### Exercise goal
Report how many lines in the entries below contain the string "wall", with case counting. Give only the number.

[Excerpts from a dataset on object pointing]
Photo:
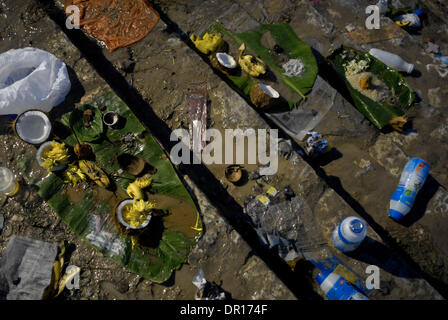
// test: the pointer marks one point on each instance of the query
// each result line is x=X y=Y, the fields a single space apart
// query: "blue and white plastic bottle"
x=336 y=287
x=349 y=234
x=444 y=59
x=412 y=180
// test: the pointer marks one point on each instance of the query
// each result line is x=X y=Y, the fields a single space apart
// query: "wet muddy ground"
x=160 y=68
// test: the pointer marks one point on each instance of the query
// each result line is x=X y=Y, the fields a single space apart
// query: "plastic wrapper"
x=31 y=78
x=26 y=269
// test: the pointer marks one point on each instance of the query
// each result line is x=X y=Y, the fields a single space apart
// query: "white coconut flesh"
x=271 y=92
x=226 y=60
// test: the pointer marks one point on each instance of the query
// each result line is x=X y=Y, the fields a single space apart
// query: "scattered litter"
x=442 y=69
x=118 y=23
x=293 y=68
x=8 y=183
x=350 y=28
x=26 y=269
x=285 y=148
x=287 y=227
x=263 y=96
x=392 y=60
x=208 y=290
x=410 y=20
x=336 y=287
x=412 y=180
x=252 y=65
x=198 y=115
x=208 y=43
x=443 y=59
x=349 y=234
x=316 y=145
x=365 y=36
x=432 y=48
x=31 y=78
x=234 y=173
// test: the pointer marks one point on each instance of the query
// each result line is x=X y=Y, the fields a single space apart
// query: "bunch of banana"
x=94 y=173
x=251 y=64
x=135 y=189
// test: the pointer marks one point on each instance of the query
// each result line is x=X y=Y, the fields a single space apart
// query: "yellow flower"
x=208 y=43
x=55 y=155
x=74 y=175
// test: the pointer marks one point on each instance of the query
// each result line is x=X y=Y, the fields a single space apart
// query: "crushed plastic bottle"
x=336 y=287
x=444 y=59
x=8 y=184
x=349 y=234
x=412 y=180
x=392 y=60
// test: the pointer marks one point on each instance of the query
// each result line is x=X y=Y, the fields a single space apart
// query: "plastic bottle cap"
x=396 y=215
x=321 y=276
x=357 y=226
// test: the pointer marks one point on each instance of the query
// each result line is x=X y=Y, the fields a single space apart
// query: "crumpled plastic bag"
x=31 y=78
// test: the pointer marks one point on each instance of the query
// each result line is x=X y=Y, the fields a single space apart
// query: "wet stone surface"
x=161 y=67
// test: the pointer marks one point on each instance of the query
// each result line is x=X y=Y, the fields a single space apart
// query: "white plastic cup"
x=8 y=184
x=349 y=234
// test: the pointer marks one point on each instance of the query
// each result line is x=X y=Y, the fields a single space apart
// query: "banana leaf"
x=380 y=114
x=87 y=134
x=292 y=45
x=91 y=211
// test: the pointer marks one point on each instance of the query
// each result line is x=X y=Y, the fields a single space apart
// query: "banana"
x=250 y=64
x=94 y=173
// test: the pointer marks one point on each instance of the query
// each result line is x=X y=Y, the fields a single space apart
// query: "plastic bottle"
x=382 y=4
x=337 y=288
x=392 y=60
x=412 y=179
x=444 y=59
x=8 y=184
x=349 y=234
x=413 y=18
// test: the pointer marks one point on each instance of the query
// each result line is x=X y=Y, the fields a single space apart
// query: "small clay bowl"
x=33 y=126
x=120 y=208
x=111 y=118
x=234 y=173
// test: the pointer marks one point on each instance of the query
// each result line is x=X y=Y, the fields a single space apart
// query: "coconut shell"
x=260 y=98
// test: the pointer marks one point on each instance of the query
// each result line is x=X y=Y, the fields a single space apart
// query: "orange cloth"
x=116 y=22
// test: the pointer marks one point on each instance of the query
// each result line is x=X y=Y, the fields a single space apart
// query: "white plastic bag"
x=31 y=78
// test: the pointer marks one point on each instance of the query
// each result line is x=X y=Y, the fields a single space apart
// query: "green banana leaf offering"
x=175 y=226
x=383 y=101
x=275 y=45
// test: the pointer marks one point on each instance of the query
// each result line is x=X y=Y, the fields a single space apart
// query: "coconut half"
x=226 y=60
x=263 y=96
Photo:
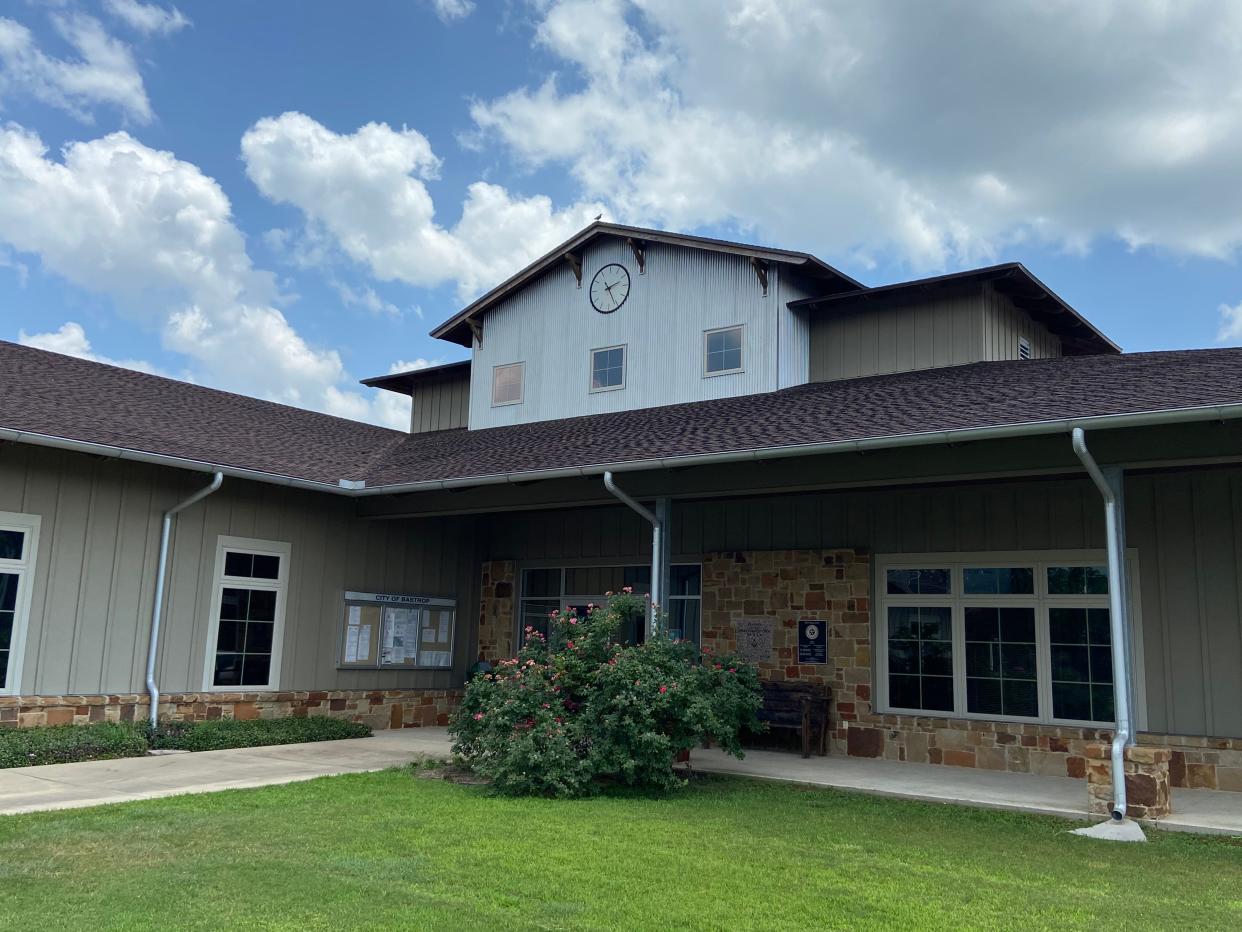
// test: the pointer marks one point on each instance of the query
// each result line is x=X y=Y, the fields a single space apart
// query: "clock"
x=610 y=287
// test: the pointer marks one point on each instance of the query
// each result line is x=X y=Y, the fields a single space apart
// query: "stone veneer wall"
x=379 y=708
x=834 y=587
x=497 y=598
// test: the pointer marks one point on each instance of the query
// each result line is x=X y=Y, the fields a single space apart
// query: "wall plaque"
x=812 y=643
x=755 y=640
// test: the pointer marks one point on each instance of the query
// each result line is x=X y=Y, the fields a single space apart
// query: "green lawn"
x=386 y=850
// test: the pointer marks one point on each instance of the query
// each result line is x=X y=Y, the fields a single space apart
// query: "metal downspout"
x=160 y=573
x=657 y=546
x=1118 y=602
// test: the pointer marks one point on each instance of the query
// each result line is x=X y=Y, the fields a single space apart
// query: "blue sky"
x=282 y=198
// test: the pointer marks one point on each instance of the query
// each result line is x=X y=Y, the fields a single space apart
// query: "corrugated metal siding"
x=441 y=403
x=976 y=324
x=96 y=571
x=1186 y=527
x=1002 y=324
x=887 y=339
x=552 y=327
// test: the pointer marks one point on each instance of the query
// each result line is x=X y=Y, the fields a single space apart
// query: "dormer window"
x=507 y=384
x=607 y=369
x=722 y=351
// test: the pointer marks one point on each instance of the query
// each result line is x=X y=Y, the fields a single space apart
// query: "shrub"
x=251 y=733
x=70 y=743
x=575 y=707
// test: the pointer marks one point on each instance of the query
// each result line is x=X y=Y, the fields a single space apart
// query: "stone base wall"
x=835 y=587
x=1146 y=782
x=497 y=597
x=379 y=708
x=1201 y=763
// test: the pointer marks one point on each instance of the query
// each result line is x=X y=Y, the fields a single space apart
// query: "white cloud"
x=106 y=72
x=942 y=133
x=451 y=10
x=365 y=297
x=154 y=232
x=1231 y=323
x=368 y=191
x=148 y=19
x=71 y=339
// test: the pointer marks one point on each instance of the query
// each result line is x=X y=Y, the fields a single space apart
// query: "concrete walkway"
x=98 y=782
x=1197 y=810
x=26 y=789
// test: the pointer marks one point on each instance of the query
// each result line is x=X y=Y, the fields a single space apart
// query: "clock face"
x=610 y=287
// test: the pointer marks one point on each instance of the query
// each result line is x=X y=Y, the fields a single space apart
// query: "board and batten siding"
x=95 y=573
x=552 y=328
x=440 y=402
x=1185 y=526
x=969 y=326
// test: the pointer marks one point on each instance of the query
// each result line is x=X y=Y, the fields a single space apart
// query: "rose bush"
x=575 y=707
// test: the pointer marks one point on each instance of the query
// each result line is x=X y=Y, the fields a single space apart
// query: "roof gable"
x=461 y=326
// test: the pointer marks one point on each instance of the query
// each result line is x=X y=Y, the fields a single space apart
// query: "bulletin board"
x=396 y=631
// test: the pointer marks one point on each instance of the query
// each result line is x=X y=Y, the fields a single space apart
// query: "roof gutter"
x=357 y=488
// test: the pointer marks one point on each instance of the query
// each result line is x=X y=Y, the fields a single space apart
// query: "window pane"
x=937 y=694
x=607 y=368
x=1082 y=664
x=256 y=669
x=266 y=567
x=227 y=670
x=262 y=605
x=1067 y=625
x=920 y=657
x=918 y=582
x=724 y=349
x=903 y=656
x=231 y=636
x=1001 y=661
x=1071 y=701
x=11 y=543
x=1077 y=580
x=239 y=564
x=258 y=636
x=542 y=582
x=1000 y=580
x=683 y=619
x=234 y=604
x=8 y=592
x=507 y=384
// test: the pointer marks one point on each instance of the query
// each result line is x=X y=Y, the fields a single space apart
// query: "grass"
x=385 y=850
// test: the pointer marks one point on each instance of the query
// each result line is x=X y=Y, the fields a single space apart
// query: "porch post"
x=661 y=548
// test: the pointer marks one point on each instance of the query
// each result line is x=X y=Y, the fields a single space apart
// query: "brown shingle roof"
x=63 y=397
x=955 y=398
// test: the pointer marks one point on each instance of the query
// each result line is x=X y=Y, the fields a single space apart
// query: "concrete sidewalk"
x=27 y=789
x=1199 y=810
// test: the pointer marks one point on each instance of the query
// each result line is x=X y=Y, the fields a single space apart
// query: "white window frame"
x=590 y=373
x=522 y=383
x=221 y=582
x=1041 y=600
x=742 y=351
x=24 y=569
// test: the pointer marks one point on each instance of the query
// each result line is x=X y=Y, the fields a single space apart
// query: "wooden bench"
x=801 y=706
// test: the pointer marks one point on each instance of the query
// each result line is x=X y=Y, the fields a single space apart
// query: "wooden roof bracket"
x=760 y=266
x=575 y=262
x=640 y=252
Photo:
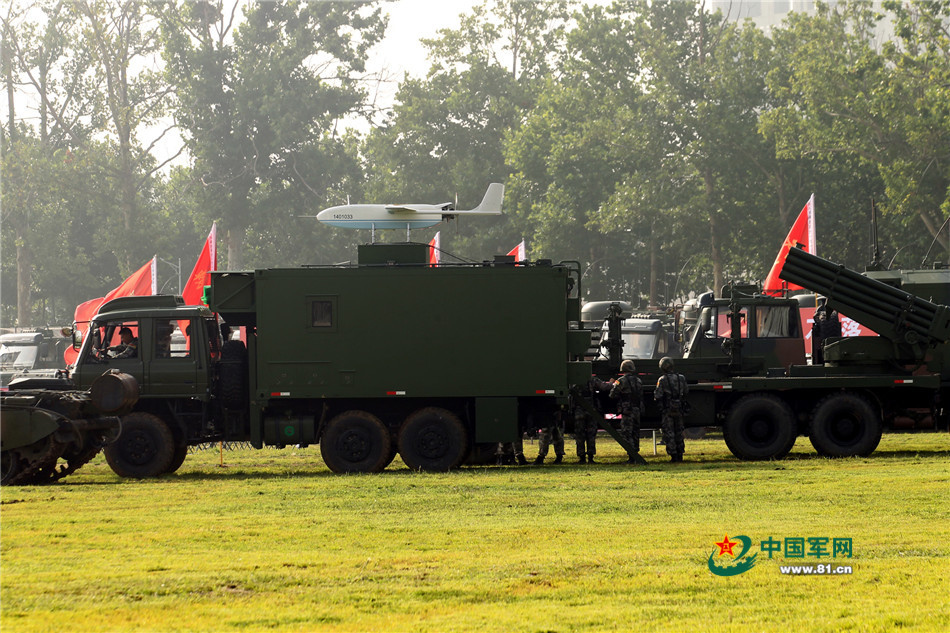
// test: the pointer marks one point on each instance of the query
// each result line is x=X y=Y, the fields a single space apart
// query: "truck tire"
x=145 y=447
x=356 y=442
x=232 y=375
x=433 y=439
x=759 y=427
x=845 y=425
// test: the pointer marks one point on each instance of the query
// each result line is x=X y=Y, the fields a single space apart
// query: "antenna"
x=875 y=250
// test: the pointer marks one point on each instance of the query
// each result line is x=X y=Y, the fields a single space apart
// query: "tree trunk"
x=654 y=256
x=24 y=282
x=715 y=248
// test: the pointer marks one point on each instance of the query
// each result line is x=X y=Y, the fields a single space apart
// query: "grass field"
x=273 y=541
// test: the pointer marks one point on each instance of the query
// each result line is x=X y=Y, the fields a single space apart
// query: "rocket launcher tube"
x=892 y=313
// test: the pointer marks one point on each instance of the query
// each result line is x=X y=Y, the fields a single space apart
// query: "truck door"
x=173 y=362
x=106 y=350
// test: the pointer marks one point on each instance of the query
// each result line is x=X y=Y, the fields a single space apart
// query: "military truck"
x=31 y=353
x=388 y=356
x=747 y=371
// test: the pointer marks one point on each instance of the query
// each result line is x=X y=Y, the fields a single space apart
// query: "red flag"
x=140 y=283
x=519 y=252
x=201 y=274
x=802 y=233
x=435 y=254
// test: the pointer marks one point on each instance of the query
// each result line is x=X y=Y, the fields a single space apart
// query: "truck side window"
x=321 y=313
x=113 y=340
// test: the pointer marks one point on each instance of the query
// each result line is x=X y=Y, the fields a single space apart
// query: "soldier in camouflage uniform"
x=629 y=391
x=553 y=433
x=510 y=453
x=585 y=425
x=671 y=390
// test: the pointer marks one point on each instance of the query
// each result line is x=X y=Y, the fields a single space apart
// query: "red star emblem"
x=725 y=547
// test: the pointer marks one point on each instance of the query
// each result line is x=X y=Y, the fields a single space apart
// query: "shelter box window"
x=323 y=312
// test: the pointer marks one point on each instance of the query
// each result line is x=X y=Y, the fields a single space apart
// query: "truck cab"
x=173 y=355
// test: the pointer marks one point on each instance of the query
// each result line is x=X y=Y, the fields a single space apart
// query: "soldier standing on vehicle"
x=585 y=424
x=553 y=433
x=671 y=390
x=628 y=389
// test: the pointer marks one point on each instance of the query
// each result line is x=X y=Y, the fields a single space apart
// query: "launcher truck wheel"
x=759 y=427
x=356 y=442
x=845 y=425
x=145 y=447
x=433 y=439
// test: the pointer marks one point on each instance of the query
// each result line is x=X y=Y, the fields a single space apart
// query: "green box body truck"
x=388 y=356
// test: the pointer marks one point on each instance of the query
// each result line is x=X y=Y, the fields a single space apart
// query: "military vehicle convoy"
x=48 y=433
x=393 y=356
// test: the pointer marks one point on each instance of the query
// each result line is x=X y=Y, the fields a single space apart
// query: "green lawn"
x=273 y=541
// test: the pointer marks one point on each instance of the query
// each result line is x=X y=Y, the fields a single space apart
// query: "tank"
x=48 y=433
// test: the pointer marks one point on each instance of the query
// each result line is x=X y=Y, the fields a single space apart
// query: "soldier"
x=553 y=433
x=628 y=389
x=826 y=325
x=671 y=390
x=585 y=425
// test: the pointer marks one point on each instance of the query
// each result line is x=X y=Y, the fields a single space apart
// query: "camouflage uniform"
x=511 y=452
x=629 y=391
x=585 y=425
x=671 y=390
x=553 y=433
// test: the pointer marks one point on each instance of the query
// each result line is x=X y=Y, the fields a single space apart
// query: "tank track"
x=43 y=466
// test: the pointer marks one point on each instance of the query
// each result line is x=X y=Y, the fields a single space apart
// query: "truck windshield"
x=18 y=357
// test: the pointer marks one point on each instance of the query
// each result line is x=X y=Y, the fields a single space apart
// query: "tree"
x=445 y=137
x=124 y=43
x=259 y=102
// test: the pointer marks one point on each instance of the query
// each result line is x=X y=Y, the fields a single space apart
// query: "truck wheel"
x=433 y=439
x=845 y=425
x=145 y=447
x=760 y=426
x=9 y=466
x=356 y=442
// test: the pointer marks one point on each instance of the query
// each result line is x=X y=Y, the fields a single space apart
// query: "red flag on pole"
x=519 y=252
x=200 y=276
x=140 y=283
x=435 y=255
x=802 y=233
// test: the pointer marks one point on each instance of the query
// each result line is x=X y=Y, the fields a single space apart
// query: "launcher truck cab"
x=389 y=356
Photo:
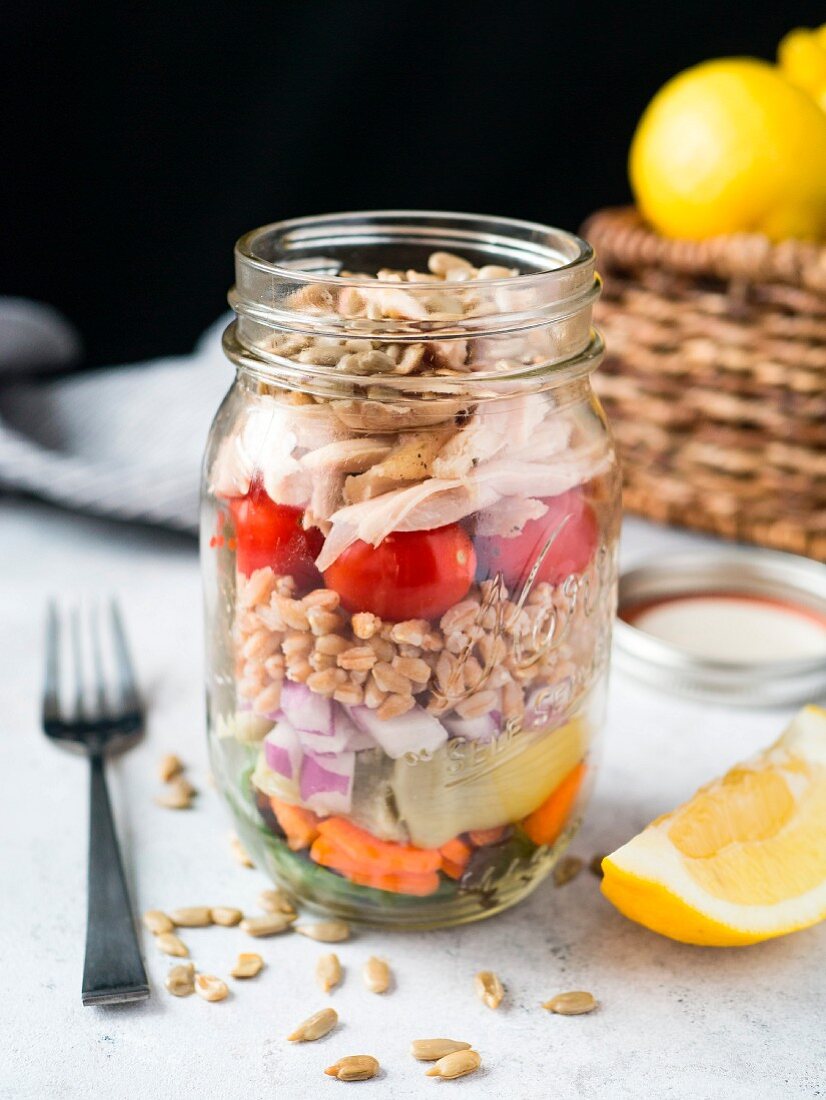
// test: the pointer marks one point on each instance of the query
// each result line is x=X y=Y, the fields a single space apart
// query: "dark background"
x=140 y=140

### Result below
3